WHAT IS NEEDED: How many of the lines below contain the string "stem"? Give only the number.

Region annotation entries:
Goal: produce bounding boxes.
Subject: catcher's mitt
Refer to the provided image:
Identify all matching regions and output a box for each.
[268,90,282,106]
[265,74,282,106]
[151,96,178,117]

...

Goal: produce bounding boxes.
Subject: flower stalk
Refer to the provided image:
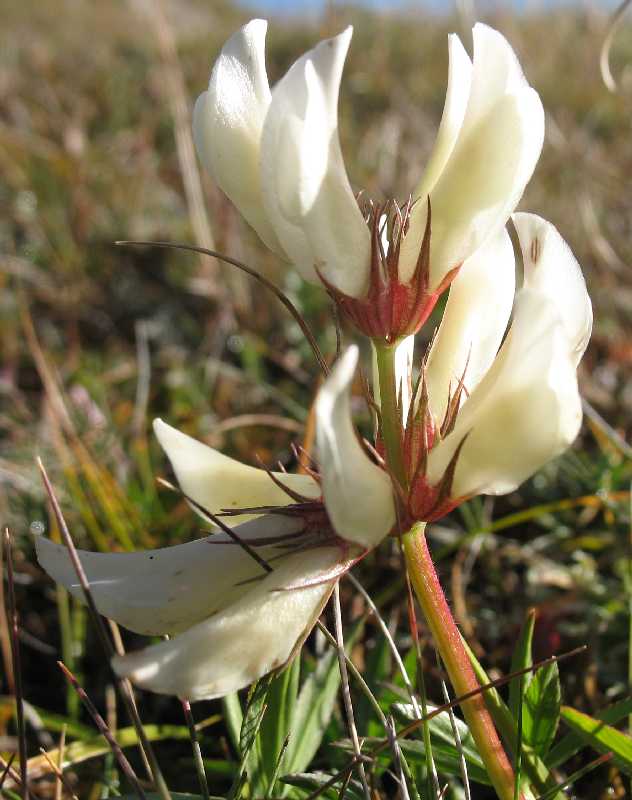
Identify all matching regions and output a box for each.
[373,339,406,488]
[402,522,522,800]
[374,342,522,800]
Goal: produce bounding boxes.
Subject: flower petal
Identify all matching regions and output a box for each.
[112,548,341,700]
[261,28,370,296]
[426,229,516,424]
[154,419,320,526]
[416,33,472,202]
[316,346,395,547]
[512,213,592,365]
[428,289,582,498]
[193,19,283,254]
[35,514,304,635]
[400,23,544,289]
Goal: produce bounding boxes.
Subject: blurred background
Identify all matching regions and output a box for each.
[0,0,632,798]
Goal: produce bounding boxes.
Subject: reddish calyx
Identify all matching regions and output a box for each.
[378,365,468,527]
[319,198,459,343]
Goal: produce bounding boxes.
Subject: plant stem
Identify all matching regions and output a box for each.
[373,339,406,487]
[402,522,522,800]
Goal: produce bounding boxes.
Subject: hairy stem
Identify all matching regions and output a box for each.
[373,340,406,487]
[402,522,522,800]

==

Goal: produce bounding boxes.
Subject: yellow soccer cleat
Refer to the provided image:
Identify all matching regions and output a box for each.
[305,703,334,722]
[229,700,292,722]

EXERCISE RESULT: 2